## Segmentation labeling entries
::::

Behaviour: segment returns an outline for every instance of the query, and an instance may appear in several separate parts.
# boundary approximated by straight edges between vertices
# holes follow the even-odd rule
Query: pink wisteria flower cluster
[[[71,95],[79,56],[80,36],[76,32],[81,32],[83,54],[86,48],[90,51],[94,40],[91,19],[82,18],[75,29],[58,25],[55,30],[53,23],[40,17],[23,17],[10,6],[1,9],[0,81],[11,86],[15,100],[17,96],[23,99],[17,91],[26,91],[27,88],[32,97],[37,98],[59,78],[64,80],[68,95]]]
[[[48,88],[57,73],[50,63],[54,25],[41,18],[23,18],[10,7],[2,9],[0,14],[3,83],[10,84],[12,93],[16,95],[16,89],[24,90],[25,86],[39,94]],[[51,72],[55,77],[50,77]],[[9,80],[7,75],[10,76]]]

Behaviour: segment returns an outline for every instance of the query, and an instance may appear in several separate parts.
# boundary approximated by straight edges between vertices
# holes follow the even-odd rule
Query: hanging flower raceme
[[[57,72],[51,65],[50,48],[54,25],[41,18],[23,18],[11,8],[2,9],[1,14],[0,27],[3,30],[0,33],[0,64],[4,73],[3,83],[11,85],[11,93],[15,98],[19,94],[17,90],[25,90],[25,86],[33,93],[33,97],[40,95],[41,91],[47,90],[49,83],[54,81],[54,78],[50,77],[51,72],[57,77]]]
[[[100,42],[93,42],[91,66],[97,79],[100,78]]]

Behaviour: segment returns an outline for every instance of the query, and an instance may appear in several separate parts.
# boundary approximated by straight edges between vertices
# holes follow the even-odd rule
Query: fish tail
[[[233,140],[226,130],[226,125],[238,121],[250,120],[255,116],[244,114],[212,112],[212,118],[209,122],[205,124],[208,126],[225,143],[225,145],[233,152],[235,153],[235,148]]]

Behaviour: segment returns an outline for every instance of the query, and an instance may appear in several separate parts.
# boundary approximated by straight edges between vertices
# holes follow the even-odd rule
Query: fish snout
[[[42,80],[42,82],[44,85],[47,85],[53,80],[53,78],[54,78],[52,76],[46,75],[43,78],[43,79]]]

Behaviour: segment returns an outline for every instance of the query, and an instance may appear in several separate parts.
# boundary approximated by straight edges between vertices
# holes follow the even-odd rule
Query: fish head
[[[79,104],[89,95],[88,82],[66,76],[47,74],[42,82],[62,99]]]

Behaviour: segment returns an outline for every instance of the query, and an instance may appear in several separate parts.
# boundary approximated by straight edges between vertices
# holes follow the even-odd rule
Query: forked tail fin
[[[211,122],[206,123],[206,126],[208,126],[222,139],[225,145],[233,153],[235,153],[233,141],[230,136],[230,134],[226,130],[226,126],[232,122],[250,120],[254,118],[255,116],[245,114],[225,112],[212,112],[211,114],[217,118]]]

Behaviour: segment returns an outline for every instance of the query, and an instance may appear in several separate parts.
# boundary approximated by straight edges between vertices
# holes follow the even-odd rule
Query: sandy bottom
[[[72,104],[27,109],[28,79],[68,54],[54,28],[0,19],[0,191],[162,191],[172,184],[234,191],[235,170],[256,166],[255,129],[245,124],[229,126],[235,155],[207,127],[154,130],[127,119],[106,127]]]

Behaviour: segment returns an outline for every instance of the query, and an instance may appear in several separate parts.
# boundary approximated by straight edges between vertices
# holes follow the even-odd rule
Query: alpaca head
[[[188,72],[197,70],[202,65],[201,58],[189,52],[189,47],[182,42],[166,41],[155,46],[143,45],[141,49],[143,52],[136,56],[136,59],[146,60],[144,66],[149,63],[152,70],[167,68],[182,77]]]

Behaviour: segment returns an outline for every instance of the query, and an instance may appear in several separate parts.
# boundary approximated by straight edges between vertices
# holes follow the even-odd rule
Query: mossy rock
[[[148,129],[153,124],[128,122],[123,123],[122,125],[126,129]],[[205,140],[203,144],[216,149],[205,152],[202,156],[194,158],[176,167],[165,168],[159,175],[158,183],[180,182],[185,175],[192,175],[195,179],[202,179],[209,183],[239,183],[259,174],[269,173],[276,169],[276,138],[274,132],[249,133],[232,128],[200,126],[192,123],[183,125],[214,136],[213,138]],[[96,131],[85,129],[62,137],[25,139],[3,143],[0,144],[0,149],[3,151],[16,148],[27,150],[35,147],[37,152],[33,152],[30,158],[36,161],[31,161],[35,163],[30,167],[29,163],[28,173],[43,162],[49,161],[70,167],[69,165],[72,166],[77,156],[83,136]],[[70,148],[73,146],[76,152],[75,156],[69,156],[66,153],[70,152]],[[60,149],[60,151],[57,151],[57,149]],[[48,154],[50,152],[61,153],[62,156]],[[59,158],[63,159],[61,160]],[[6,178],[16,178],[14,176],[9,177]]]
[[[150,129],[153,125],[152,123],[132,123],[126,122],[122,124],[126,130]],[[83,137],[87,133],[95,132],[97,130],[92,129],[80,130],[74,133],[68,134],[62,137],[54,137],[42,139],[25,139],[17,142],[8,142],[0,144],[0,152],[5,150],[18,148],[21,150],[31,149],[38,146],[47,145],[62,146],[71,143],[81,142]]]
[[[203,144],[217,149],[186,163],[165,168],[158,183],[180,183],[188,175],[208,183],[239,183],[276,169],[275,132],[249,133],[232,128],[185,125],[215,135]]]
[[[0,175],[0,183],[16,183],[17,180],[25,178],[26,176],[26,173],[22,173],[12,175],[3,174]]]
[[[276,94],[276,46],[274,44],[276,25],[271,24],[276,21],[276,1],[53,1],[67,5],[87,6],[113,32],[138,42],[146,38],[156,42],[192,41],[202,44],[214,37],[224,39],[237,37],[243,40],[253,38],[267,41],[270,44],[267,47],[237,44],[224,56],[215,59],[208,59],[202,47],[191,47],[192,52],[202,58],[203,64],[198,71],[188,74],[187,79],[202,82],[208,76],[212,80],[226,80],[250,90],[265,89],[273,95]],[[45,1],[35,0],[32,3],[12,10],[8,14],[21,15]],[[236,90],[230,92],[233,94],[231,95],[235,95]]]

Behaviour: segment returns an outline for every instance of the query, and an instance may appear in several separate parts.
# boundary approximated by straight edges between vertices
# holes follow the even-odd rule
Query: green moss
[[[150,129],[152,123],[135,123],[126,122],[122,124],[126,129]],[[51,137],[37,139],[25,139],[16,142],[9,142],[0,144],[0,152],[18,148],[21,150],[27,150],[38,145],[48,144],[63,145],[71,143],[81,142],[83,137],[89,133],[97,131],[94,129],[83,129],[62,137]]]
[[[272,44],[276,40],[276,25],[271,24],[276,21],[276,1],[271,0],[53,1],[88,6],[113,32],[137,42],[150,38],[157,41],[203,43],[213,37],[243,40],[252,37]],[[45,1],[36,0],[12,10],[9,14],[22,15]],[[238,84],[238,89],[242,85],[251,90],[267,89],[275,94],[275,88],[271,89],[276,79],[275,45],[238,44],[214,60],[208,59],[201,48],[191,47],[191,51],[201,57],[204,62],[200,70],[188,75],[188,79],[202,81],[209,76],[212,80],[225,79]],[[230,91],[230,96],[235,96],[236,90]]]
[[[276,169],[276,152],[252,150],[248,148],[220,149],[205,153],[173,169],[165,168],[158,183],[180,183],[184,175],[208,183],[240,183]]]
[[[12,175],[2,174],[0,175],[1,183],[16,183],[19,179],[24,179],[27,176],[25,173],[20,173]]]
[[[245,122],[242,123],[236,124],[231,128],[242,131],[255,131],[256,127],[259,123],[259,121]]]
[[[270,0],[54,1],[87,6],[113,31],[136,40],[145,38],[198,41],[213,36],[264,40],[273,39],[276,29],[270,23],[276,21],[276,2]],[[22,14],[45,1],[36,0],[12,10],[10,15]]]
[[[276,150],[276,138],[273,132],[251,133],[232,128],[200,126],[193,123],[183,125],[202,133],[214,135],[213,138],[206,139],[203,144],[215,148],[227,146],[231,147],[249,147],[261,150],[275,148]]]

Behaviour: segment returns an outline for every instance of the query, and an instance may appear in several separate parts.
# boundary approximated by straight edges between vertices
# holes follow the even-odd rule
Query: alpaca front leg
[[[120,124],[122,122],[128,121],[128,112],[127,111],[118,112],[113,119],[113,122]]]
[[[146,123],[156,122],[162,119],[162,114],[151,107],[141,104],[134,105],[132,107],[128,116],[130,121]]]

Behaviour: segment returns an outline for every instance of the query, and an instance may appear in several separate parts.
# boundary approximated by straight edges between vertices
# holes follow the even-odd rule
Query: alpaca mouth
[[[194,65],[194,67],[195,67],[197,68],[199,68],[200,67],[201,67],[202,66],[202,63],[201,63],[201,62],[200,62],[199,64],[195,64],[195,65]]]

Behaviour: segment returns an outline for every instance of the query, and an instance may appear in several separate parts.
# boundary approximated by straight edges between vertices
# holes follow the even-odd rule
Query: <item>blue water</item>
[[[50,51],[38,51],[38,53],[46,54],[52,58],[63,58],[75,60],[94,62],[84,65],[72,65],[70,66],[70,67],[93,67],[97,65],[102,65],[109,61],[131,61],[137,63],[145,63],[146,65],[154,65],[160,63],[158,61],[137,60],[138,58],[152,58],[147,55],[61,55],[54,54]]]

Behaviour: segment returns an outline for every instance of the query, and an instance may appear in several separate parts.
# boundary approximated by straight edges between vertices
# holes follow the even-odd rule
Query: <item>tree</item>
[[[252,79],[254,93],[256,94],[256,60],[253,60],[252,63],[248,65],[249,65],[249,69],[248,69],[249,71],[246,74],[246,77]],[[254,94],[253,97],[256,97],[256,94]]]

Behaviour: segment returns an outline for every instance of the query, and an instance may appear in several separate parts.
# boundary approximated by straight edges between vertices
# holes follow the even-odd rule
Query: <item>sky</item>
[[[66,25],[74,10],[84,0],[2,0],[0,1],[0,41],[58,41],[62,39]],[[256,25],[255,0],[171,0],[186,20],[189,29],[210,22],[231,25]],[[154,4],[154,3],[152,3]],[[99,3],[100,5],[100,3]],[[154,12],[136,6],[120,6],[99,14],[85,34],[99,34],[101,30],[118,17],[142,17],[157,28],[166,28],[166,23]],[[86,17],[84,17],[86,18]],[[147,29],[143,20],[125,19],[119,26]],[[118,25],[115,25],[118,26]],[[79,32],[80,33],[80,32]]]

::::

## Set task
Reproduce the material word for word from its first line through the line containing "[[[100,42],[93,42],[91,66],[97,79],[100,78]]]", including both ends.

## In response
Behaviour: segment returns an outline for every instance of the query, and an instance may appear in several separate parts.
# boundary approximated by straight edges between vertices
# holes follow the even-odd rule
Query: pink wisteria flower cluster
[[[71,95],[79,56],[80,36],[76,32],[81,32],[83,54],[86,48],[90,51],[94,40],[91,19],[82,18],[75,29],[58,25],[55,30],[53,23],[40,17],[23,17],[10,6],[1,9],[0,81],[11,86],[15,100],[17,96],[23,99],[17,91],[26,91],[27,88],[32,97],[37,98],[59,78],[64,80],[68,95]]]
[[[48,88],[57,73],[50,63],[54,25],[41,18],[23,18],[10,7],[2,9],[0,14],[3,83],[10,84],[12,93],[16,95],[16,89],[24,90],[25,86],[39,94]],[[51,72],[55,77],[50,77]],[[9,80],[7,75],[10,76]]]

Behaviour: segment returns an outline for every instance of the query, and an instance may appear in several separate parts.
# boundary approximated by straight edges between vertices
# holes follow the even-odd rule
Query: hanging flower raceme
[[[57,72],[51,65],[50,48],[54,25],[41,18],[23,18],[11,8],[2,9],[1,14],[0,27],[3,30],[0,33],[0,64],[4,73],[3,83],[11,85],[11,93],[15,98],[19,94],[17,90],[25,90],[25,86],[33,93],[33,97],[40,95],[41,91],[47,90],[49,83],[54,81],[54,78],[50,77],[51,72],[57,77]]]
[[[100,42],[93,42],[91,66],[97,79],[100,78]]]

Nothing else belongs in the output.